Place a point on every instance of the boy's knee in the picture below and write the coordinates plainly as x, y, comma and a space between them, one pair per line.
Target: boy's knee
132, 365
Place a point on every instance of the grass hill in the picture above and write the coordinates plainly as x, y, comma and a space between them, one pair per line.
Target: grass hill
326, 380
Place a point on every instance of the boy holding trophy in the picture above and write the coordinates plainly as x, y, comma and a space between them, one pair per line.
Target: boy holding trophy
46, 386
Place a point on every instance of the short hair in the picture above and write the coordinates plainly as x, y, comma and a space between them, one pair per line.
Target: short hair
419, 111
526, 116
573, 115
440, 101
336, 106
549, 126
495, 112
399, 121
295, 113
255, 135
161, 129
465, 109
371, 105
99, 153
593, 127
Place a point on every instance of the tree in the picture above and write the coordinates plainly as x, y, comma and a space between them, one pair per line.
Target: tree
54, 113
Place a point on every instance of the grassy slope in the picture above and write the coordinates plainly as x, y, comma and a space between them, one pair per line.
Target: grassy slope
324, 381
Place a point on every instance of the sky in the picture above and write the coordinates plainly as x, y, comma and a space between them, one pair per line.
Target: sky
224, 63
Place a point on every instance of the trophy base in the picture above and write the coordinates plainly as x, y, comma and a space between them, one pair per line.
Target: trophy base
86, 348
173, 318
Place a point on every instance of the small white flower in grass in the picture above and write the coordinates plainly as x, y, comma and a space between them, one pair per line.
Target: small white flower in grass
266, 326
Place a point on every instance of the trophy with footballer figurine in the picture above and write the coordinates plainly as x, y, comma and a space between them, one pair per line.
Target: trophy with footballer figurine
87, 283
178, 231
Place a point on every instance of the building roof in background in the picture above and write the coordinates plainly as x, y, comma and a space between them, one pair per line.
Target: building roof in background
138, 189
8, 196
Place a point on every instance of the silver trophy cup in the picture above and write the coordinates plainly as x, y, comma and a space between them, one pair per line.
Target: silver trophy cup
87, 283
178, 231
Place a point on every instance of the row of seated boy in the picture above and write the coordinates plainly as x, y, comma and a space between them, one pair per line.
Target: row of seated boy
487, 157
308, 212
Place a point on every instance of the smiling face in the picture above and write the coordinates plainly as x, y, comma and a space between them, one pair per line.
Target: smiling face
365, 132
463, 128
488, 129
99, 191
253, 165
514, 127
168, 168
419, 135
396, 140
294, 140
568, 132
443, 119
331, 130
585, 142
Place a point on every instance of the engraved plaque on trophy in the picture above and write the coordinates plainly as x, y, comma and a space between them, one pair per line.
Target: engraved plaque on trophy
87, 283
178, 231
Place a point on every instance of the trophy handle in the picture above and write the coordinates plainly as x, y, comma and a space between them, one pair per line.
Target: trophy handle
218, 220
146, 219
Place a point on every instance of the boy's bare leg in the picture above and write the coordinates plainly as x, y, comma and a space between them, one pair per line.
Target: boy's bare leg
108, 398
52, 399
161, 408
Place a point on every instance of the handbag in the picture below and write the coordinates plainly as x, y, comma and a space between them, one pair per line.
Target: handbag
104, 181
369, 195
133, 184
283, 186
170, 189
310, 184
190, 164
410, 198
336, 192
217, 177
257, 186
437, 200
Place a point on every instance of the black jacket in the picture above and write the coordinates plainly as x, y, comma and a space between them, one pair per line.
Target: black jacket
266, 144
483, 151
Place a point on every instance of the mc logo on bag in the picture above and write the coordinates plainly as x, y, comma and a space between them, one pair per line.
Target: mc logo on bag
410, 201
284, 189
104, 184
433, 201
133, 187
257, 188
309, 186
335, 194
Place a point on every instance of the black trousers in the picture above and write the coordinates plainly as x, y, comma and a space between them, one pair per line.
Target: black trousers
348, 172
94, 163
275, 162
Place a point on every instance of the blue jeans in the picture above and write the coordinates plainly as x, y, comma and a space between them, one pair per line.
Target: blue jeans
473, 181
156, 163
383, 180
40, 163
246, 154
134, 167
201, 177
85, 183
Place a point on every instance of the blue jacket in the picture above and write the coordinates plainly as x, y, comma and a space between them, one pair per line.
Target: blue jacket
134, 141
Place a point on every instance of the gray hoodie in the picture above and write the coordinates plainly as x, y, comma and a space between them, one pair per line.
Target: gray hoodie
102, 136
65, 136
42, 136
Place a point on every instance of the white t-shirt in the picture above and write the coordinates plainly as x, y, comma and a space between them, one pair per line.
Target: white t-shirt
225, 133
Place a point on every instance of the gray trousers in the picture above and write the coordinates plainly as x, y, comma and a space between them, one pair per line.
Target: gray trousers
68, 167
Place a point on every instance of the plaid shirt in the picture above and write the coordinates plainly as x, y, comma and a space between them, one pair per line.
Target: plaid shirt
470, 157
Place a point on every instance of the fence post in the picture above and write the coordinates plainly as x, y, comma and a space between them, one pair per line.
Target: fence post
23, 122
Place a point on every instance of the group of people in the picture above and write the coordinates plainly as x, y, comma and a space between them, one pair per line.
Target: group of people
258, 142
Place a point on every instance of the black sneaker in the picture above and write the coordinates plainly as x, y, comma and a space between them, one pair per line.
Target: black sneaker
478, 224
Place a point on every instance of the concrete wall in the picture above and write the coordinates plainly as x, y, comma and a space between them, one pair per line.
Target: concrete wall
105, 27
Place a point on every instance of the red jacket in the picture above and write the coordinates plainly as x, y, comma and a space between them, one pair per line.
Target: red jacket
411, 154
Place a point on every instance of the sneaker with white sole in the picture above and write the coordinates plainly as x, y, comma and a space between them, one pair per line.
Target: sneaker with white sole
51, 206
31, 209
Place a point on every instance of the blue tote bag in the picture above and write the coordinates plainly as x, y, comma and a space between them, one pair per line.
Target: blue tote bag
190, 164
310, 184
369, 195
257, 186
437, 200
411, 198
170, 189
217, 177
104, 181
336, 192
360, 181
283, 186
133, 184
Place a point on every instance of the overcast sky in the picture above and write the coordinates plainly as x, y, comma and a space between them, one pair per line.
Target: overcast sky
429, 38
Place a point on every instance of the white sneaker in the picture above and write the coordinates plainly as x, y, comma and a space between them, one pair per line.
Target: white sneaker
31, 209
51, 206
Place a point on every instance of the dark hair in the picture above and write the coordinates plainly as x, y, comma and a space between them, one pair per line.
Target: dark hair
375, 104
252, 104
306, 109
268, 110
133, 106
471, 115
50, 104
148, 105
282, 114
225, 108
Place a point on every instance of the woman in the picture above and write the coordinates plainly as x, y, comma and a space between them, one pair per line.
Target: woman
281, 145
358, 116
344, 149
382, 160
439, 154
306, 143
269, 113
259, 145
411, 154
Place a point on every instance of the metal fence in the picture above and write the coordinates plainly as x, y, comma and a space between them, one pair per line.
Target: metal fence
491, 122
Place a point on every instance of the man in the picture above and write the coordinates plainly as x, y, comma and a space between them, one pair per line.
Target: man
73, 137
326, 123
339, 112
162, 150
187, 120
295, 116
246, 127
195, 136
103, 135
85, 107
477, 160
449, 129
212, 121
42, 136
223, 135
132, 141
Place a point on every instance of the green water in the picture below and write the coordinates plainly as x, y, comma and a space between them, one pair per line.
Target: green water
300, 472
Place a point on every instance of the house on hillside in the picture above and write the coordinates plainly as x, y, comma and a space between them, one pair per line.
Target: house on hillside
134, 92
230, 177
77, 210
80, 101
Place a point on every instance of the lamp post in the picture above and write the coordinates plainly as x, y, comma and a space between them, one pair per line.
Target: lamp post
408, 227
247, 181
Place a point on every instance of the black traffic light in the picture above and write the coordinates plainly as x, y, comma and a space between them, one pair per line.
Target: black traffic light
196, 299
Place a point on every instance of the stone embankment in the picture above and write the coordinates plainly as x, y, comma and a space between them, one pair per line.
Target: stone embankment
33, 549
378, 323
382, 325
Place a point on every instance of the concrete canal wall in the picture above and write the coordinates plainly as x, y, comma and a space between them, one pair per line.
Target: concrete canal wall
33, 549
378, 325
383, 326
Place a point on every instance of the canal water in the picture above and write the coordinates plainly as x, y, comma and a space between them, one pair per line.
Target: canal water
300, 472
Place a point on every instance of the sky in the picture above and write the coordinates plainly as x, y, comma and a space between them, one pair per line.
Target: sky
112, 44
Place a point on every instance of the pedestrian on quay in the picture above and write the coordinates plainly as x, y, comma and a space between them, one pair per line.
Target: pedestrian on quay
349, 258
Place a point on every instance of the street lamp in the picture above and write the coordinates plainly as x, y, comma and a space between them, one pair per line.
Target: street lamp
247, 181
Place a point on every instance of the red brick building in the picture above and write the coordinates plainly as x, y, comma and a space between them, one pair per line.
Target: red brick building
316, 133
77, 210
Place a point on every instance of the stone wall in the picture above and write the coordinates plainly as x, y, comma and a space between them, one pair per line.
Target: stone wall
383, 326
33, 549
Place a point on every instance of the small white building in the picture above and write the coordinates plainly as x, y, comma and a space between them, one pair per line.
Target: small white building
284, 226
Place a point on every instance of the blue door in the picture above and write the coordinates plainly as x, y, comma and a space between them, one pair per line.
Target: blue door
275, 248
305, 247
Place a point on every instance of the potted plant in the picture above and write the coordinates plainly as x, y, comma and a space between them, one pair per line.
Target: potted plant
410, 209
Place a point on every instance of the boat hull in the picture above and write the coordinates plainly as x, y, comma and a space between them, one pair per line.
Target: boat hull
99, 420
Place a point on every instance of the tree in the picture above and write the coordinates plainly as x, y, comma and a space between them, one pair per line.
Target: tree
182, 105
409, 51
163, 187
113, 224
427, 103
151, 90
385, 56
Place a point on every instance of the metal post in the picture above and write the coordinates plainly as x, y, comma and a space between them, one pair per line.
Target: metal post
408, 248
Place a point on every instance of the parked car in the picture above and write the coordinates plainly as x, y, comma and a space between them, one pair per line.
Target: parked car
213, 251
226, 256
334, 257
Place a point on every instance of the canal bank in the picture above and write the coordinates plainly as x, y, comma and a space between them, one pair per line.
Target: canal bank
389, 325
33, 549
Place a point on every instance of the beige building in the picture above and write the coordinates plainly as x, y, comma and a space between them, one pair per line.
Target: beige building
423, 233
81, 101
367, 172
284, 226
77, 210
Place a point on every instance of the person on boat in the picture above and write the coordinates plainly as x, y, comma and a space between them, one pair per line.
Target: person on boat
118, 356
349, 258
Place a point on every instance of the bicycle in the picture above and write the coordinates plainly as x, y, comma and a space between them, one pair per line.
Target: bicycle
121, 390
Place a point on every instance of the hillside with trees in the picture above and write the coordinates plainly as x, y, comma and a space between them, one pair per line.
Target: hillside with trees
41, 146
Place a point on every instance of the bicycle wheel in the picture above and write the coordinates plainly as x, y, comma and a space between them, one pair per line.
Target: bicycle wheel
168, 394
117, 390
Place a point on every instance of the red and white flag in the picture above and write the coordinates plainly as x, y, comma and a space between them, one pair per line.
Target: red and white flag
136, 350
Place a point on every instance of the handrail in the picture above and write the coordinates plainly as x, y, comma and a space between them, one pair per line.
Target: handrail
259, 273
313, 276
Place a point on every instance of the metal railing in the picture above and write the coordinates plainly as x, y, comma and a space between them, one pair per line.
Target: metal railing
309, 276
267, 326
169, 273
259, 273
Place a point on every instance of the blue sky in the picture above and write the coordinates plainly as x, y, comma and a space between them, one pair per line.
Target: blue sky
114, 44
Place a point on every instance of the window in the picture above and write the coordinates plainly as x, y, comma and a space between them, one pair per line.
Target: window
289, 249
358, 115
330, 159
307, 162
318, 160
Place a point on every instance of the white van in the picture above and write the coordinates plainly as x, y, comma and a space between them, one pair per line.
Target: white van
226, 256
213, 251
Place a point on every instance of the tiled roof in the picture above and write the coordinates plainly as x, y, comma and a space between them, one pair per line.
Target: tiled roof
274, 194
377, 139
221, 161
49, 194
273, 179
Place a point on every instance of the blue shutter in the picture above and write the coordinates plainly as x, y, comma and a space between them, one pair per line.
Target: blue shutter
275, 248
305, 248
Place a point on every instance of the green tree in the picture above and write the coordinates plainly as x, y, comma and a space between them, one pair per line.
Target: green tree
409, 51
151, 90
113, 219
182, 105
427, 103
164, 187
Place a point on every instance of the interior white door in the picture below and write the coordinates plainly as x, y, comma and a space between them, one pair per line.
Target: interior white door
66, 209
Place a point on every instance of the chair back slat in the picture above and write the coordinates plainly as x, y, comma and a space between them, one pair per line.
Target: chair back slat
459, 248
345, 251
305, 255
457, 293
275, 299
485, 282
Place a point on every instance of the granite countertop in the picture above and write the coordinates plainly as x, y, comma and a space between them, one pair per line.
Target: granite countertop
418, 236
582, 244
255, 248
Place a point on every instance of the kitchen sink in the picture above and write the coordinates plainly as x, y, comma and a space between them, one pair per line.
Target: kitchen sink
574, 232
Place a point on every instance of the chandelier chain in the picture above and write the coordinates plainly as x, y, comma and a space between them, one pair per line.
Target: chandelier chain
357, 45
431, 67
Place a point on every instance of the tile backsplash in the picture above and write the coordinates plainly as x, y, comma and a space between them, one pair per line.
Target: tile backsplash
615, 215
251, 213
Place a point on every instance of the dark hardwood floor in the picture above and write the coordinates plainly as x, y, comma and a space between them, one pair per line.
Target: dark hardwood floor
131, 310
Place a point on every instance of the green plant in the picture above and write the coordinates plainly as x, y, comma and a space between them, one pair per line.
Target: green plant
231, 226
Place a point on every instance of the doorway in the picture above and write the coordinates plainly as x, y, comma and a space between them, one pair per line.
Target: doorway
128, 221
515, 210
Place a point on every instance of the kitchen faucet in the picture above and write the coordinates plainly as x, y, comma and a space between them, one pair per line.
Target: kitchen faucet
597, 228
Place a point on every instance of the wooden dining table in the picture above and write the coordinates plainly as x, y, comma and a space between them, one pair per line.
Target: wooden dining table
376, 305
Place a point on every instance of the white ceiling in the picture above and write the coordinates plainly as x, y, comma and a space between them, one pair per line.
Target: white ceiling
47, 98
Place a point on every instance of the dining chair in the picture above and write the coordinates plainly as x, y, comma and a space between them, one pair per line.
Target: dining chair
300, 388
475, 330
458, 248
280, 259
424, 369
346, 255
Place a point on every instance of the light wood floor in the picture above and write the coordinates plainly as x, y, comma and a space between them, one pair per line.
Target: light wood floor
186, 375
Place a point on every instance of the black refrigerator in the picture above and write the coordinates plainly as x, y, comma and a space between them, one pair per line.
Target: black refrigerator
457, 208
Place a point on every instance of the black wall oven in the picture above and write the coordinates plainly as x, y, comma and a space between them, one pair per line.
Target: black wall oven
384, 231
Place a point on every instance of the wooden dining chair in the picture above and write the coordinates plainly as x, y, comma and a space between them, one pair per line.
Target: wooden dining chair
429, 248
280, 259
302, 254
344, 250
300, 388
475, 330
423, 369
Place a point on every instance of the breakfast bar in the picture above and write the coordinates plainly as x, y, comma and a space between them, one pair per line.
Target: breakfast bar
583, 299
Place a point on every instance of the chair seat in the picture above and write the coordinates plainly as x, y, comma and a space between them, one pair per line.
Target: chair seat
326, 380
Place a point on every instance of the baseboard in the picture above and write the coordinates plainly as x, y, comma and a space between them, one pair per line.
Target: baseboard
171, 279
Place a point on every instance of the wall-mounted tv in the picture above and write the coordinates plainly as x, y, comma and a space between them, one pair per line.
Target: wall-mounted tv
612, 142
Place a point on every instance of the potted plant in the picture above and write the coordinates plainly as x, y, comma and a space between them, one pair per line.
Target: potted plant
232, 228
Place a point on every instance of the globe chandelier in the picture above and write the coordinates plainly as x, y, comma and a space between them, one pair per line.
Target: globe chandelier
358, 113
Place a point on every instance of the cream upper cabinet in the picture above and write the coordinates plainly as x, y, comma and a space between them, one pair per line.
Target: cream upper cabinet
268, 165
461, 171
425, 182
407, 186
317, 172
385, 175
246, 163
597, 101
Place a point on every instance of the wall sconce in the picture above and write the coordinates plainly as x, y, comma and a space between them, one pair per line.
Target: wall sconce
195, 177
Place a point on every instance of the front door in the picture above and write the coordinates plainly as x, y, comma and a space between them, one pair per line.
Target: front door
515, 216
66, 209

━━━━━━━━━━━━━━━━

Write out, word for word, every line from the one containing "Place a point on every instance of the breakfast" through the last line of the records above.

■ EXERCISE SOLUTION:
Place a point on every instance of the breakfast bar in the picture above and write the coordinates plainly as x, y, comma and a space between them, one pair per line.
Target: breakfast bar
583, 299
Place a point on every instance of the chair seat in the picture above and write the coordinates plainly as x, y, comma and a space between them, one pair per line.
Target: chair seat
326, 380
Place a point on every instance of the baseboard in the picture above and write the coordinates plainly as x, y, comma and a space between them, one pair per line.
Target: baseboard
171, 279
Place a point on every instance of the wall-mounted tv in the picture above and write the coordinates plainly as x, y, comma and a space between them, one pair per line.
Target: wall-mounted tv
612, 142
Place a point on every instance of the potted plant in the picture above and write the coordinates plainly as x, y, comma and a space between them, one pair per line.
Target: potted plant
232, 228
Place a point on every instance of the globe chandelier in the picture above and write the coordinates plainly as x, y, comma and a space between them, one pair per line.
Target: globe chandelier
358, 113
Place a point on every instance of the cream upper cabinet in the picture above and write the coordinates plainly as x, y, comma and a space between them, one pair per line.
Target: cream upper cabinet
268, 165
461, 171
425, 182
407, 186
317, 172
385, 175
246, 163
597, 101
Place a point on every instance of the wall sconce in the picture above and write the coordinates plainly as x, y, comma and a space between them, one pair per line.
Target: wall sconce
195, 177
Place a point on every instance of the front door in the picture above and write the coordinates plainly as x, y, comma and a space between them, one pair per line.
Target: front door
515, 216
66, 209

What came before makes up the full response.